— Data —
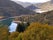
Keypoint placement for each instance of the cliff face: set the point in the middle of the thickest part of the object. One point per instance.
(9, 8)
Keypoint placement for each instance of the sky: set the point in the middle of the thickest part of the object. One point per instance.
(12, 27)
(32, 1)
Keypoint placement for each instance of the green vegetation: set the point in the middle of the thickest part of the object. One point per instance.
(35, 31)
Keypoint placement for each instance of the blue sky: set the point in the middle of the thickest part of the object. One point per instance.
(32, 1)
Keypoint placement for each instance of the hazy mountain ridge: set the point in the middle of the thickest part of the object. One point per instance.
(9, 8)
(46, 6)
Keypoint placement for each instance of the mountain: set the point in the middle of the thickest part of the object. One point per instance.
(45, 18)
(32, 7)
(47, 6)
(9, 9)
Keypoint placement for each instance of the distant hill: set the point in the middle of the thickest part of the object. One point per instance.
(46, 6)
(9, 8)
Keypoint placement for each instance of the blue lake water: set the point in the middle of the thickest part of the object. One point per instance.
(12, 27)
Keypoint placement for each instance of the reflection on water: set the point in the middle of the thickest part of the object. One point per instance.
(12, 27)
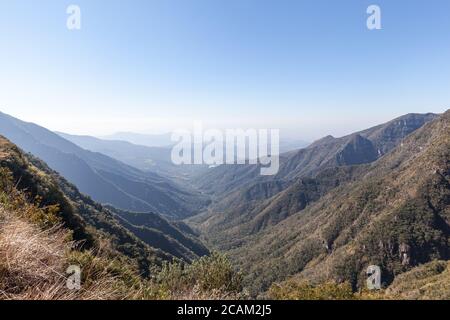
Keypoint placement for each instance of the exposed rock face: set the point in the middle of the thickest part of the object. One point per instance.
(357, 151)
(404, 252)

---

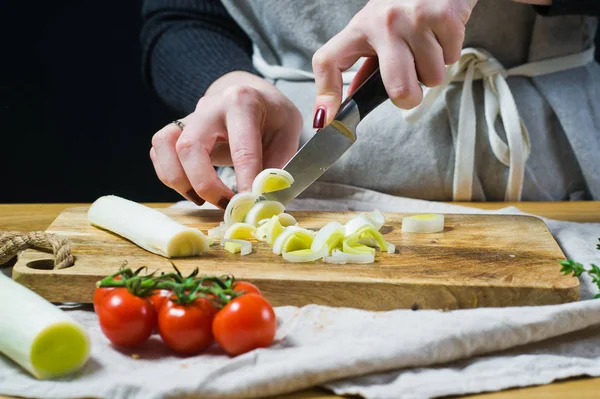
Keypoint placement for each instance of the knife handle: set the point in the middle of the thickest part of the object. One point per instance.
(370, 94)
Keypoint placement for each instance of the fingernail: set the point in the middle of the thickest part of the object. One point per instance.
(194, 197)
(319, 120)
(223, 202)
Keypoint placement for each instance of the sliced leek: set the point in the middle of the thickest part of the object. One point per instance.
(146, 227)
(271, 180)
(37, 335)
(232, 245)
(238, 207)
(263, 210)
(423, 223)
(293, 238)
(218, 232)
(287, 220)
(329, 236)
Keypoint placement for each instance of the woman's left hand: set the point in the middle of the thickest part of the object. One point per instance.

— Instructions for the task —
Copy out the rows verbatim, from the line containing "Keypoint placement for each instance of the knife" through the line containing "Keypoint placement for each instance of the woman's", including both of those lines.

— Output for this task —
Keypoint placement for each instance of the knife handle: set the point in the middle of the thickest part of the object. One point per instance.
(370, 94)
Keypoint placement for each instance of the fingernail: set the point in the middle of the thickest part of the object. One point per instance.
(194, 197)
(319, 120)
(223, 202)
Keypoint placement for each instance of the sliced leek: set the point in the middle of the thickest part of the object. One point per instance.
(146, 227)
(271, 180)
(37, 335)
(232, 245)
(238, 207)
(263, 210)
(423, 223)
(293, 238)
(218, 232)
(287, 220)
(329, 236)
Keypoint placement for each instance of the woman's left hand: set the point in the middle of the thickest part of the object. One point per instance.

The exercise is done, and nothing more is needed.